_PROBLEMS TO WORK ON_
a) Reproduce the passage from the article on the Ketan Agarwal case, starting with "It is a mirror" and going on through "person disputes that.".
b) Answer these from the article on the Ketan Agarwal case:
(i) From which fort did Ketan Agarwal fall?
(ii) Until what date were Siya Goyal and Chetan Chaudhary remanded to judicial custody?
(iii) What occupation do media reports give for Ketan Agarwal?

_SOURCE EXTRACT_
....................

Ketan Agarwal Murder Revives Men’s Commission Bill

Ketan Agarwal Murder Revives Men’s Commission Bill

Ketan Agarwal case revives the National Commission for Men Bill 2025. A legal analysis of male victims, 498A misuse, BNS law, court safeguards and Indian case laws.

Highlights

Introduction: A Man Dies, A Debate Returns To Parliament

The Ketan Agarwal case is not just another crime headline.

It is a mirror held before the Indian justice system.

A young man from Pune dies near Lohagad Fort. What initially appeared to be an accident later turned into a murder investigation. His fiancée Siya Goyal and Chetan Chaudhary were arrested, with police alleging conspiracy, deleted digital evidence, coded chats and prior planning. The accused are in custody, but legally, they remain presumed innocent until proven guilty by a court of law.

But the bigger question is this: when a man becomes a victim, where does he go?

India has a National Commission for Women. India has gender-specific protective frameworks for women. India has strong laws to address cruelty, dowry harassment and domestic violence against women. Genuine women victims must get justice. No sensible person disputes that.

But what about men who face false cases, domestic abuse, mental harassment, parental alienation, extortion, suicide pressure, fake criminal complaints and family-law weaponisation?

That is where the demand for a National Commission for Men becomes important.

What Is The Ketan Agarwal Case?

According to multiple media reports, Ketan Agarwal, a Pune-based realtor, died after falling from Lohagad Fort on 18 June 2026. Police later arrested Siya Goyal and Chetan Chaudhary, alleging that the fall was not accidental but part of a conspiracy. Reports state that police examined digital evidence, phone records, deleted data, coded conversations and alleged prior visits to the location.

India Today reported that the prosecution alleged deleted digital evidence, suspected rehearsal of the incident, disposal of a passport and questions over the handling of Ketan’s phone after the incident. The defence opposed the arrest and contested the prosecution’s case.

Hindustan Times later reported that a Pune court rejected a further police custody request and remanded Siya Goyal and Chetan Chaudhary to judicial custody till 16 July 2026.

This is not the stage to declare anyone guilty.

But it is absolutely the stage to ask why male victimhood becomes national conversation only after a man is dead.

The Reported Courtroom Exchange: What Happened In Remand Proceedings

The courtroom reporting in this case shows how seriously investigators were treating the digital and circumstantial evidence.

India Today reported that the prosecution argued: “Meetings were not normal… It’s a clear conspiracy.” The defence argued that the arrest was illegal and that the accused had cooperated. The court extended police custody at that stage.

....................

_EXCERPTED DATA_
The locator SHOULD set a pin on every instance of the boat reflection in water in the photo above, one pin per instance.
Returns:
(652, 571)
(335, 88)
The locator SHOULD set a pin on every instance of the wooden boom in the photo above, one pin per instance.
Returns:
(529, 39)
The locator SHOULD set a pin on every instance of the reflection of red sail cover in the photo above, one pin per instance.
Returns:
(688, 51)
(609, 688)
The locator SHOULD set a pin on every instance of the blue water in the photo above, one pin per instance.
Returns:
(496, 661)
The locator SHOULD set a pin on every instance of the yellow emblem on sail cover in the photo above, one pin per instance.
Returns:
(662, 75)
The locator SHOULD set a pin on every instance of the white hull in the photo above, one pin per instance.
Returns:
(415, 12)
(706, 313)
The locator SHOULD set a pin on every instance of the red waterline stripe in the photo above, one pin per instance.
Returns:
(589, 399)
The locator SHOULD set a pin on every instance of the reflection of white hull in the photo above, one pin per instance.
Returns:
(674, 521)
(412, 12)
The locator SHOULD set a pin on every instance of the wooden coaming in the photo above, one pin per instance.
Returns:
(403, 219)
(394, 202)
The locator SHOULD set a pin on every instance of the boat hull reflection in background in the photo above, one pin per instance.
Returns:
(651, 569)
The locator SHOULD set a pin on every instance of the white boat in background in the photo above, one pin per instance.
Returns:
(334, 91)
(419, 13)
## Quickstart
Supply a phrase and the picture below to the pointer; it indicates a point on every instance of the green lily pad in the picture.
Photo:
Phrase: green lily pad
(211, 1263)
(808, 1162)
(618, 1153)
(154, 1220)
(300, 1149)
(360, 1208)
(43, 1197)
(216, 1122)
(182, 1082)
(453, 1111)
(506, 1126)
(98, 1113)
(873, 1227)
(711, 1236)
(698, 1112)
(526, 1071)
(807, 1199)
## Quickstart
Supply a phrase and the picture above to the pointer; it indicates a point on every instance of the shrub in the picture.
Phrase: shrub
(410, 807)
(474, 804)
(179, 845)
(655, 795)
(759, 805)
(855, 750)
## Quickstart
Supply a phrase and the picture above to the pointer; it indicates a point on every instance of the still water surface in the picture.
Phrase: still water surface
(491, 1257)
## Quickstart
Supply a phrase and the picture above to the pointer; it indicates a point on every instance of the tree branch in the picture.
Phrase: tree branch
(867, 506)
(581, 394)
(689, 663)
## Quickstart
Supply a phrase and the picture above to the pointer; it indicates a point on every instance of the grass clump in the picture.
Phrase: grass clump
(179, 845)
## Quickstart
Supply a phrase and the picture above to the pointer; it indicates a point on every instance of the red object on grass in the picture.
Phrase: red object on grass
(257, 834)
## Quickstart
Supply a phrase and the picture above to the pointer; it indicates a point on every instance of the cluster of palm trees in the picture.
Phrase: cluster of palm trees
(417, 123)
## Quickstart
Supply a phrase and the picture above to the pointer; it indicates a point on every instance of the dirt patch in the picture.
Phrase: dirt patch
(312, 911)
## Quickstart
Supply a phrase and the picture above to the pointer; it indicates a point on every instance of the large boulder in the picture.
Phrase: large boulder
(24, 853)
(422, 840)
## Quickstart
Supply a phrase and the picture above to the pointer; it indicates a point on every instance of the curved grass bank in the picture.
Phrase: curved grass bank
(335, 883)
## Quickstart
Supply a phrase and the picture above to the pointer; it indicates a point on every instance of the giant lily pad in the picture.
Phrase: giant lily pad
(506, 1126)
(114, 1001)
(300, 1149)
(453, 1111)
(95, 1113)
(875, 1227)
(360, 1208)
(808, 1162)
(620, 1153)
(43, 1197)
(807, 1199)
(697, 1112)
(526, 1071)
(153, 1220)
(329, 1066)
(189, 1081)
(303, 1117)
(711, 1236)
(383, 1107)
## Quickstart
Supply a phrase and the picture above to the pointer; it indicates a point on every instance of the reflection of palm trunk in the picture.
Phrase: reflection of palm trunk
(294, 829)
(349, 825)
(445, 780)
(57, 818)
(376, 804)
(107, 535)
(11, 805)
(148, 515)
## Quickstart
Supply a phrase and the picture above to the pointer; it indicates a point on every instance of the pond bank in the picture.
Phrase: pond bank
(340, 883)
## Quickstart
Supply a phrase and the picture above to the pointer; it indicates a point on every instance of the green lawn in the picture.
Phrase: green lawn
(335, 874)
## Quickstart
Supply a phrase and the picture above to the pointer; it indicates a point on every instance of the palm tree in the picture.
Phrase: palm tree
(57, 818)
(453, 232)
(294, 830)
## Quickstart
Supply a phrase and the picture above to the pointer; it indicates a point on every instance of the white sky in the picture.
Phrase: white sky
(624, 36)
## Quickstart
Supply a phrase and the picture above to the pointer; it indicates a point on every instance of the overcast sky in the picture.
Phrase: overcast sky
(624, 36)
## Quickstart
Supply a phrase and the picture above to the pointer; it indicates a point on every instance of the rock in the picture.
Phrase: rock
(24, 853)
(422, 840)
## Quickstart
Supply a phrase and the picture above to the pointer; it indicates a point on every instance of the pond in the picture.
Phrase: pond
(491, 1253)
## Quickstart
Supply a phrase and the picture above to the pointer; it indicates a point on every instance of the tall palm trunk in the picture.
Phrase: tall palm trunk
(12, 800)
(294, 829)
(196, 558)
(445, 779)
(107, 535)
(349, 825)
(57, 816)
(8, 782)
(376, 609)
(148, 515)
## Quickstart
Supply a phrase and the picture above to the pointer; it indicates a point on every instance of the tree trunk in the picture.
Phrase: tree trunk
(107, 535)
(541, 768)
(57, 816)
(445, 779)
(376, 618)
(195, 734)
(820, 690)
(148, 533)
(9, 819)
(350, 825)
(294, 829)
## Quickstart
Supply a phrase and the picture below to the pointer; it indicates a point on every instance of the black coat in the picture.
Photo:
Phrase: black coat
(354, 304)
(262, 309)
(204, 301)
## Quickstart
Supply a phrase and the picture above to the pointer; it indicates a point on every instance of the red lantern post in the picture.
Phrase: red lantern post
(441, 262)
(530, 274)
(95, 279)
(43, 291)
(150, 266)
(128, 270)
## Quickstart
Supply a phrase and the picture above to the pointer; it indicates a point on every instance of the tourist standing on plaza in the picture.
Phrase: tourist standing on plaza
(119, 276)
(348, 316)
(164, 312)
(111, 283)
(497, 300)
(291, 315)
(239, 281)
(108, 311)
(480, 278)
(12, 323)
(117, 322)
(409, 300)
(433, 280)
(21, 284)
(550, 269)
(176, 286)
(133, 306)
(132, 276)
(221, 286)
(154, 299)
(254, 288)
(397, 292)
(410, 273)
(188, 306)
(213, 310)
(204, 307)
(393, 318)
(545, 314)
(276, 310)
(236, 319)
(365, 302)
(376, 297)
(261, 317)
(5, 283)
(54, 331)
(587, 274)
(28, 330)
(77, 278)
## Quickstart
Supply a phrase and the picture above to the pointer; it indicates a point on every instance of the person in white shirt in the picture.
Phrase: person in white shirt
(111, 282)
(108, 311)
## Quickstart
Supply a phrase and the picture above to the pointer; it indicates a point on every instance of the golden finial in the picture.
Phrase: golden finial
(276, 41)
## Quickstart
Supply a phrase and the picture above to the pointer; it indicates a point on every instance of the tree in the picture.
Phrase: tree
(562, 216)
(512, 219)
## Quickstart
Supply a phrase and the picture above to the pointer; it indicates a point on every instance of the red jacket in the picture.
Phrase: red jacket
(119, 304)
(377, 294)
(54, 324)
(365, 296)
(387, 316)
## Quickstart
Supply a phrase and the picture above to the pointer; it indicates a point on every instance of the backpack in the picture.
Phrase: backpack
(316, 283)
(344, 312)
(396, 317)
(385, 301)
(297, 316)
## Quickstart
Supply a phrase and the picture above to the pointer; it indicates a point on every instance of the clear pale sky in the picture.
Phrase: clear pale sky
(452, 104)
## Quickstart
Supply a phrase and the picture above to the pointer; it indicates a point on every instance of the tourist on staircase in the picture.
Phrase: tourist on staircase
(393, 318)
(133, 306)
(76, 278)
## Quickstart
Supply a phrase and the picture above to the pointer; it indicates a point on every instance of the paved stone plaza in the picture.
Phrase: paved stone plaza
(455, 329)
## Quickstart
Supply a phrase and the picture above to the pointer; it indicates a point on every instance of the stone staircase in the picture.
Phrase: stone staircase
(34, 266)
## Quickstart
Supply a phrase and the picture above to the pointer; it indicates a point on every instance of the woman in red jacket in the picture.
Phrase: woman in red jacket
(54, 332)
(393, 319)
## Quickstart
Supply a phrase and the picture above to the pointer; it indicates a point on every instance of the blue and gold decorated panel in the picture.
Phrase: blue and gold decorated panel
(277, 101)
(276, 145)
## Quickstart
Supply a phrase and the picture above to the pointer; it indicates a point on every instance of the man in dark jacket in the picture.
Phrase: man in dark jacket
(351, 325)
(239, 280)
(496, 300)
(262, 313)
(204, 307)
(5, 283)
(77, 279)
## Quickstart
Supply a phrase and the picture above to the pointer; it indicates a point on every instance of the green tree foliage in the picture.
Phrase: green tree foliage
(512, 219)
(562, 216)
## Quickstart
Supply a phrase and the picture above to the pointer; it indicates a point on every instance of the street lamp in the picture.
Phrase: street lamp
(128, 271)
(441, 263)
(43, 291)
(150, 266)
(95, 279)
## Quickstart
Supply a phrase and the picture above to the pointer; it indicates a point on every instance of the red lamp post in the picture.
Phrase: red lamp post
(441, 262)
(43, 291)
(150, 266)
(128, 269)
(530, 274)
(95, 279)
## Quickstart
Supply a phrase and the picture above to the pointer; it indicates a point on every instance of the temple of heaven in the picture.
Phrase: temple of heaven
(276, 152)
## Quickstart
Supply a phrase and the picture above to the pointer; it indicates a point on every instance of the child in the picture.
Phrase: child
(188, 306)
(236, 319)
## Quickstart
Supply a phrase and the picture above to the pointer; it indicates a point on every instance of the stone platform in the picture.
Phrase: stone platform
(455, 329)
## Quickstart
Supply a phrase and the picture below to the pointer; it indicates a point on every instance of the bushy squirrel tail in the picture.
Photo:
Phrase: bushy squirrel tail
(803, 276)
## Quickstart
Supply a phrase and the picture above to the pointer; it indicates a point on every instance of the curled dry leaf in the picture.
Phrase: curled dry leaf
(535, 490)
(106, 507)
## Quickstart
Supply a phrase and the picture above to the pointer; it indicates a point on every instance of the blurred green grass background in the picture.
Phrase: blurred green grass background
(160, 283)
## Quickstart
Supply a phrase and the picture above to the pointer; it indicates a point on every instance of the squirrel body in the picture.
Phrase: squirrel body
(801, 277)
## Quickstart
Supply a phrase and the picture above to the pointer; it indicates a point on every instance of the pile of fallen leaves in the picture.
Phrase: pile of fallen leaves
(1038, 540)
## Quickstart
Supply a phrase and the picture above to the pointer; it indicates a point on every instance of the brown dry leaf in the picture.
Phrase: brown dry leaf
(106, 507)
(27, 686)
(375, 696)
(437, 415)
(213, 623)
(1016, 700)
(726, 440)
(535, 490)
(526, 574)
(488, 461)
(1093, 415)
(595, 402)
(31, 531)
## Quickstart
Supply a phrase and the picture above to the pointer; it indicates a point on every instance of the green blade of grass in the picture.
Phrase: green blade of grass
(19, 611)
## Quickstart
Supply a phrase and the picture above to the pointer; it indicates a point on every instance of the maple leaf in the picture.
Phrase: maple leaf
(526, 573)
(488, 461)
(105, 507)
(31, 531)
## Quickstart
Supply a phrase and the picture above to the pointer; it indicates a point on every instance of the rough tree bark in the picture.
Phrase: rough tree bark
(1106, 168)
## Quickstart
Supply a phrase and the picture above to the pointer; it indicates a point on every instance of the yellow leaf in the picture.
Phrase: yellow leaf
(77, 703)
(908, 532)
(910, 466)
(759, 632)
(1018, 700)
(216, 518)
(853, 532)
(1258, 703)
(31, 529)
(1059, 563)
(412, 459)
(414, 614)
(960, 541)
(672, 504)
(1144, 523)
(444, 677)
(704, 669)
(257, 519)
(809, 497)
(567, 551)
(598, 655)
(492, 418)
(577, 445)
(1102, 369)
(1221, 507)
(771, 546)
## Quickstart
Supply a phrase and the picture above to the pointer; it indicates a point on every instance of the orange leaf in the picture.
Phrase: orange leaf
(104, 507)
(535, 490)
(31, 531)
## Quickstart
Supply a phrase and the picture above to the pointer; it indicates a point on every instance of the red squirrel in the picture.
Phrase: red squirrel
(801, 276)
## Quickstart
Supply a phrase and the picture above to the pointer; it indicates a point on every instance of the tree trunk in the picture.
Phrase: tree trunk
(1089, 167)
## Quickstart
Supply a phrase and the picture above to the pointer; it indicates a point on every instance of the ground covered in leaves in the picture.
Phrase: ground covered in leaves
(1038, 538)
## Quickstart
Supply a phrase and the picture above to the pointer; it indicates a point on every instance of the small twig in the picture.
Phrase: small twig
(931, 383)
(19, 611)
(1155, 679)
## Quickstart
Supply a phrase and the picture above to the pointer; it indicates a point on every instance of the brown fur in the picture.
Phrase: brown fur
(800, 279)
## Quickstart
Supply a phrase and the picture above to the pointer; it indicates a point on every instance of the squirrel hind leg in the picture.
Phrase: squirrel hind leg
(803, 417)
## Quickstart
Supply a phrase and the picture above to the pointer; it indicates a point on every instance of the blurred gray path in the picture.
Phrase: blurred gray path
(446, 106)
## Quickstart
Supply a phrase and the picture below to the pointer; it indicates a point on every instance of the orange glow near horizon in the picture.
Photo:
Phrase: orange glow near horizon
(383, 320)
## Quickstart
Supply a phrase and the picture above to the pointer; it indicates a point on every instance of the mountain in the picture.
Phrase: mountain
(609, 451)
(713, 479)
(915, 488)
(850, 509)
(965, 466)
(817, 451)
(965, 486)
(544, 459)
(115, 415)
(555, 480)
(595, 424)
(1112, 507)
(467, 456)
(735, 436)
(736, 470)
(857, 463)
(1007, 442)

....................

_ANSWERS FOR THE TASKS_
a)
It is a mirror held before the Indian justice system.

A young man from Pune dies near Lohagad Fort. What initially appeared to be an accident later turned into a murder investigation. His fiancée Siya Goyal and Chetan Chaudhary were arrested, with police alleging conspiracy, deleted digital evidence, coded chats and prior planning. The accused are in custody, but legally, they remain presumed innocent until proven guilty by a court of law.

But the bigger question is this: when a man becomes a victim, where does he go?

India has a National Commission for Women. India has gender-specific protective frameworks for women. India has strong laws to address cruelty, dowry harassment and domestic violence against women. Genuine women victims must get justice. No sensible person disputes that.

b)
(i) Lohagad Fort
(ii) 16 July 2026
(iii) He was a Pune-based realtor.